[To do]
Pick out every line in the data below that contains the word "door", and copy each of those lines.

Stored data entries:
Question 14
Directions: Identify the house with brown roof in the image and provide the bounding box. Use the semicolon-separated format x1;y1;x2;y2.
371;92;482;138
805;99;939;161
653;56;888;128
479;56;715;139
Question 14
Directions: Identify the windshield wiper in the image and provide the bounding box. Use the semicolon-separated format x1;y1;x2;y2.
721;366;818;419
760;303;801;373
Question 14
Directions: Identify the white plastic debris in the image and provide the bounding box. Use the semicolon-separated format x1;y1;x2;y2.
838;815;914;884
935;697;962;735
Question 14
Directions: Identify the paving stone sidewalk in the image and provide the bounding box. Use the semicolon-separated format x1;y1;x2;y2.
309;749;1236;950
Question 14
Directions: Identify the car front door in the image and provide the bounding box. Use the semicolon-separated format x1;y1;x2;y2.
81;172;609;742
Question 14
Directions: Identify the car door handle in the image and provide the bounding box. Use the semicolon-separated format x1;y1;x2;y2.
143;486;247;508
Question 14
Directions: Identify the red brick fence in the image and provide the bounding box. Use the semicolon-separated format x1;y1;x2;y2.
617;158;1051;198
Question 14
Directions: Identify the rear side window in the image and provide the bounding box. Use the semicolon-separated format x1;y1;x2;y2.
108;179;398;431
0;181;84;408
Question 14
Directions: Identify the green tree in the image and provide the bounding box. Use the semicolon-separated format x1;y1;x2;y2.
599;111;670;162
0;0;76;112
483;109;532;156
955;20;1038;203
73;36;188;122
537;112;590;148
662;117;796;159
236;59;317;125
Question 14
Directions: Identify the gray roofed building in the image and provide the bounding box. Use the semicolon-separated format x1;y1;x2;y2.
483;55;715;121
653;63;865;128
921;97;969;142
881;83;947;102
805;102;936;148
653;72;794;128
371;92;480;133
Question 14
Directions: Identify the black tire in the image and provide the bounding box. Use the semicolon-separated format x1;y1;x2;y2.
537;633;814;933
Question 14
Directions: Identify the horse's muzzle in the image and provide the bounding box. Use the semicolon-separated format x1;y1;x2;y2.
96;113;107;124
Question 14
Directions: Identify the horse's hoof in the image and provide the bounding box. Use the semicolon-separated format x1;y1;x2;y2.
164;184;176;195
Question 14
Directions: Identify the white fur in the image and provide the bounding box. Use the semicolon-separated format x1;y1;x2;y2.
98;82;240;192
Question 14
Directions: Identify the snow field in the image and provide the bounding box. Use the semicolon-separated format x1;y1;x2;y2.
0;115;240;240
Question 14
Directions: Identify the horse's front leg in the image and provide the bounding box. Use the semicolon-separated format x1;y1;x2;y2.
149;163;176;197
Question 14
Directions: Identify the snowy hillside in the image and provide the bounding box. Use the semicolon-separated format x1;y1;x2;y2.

[Problem solution]
Directions: Identify the car front door in the image and provide the bounding box. Use the semicolon-separated format x1;y1;x2;y2.
Directions: Identify the car door handle in the image and provide the bounding box. Use the semicolon-separated format x1;y1;x2;y2.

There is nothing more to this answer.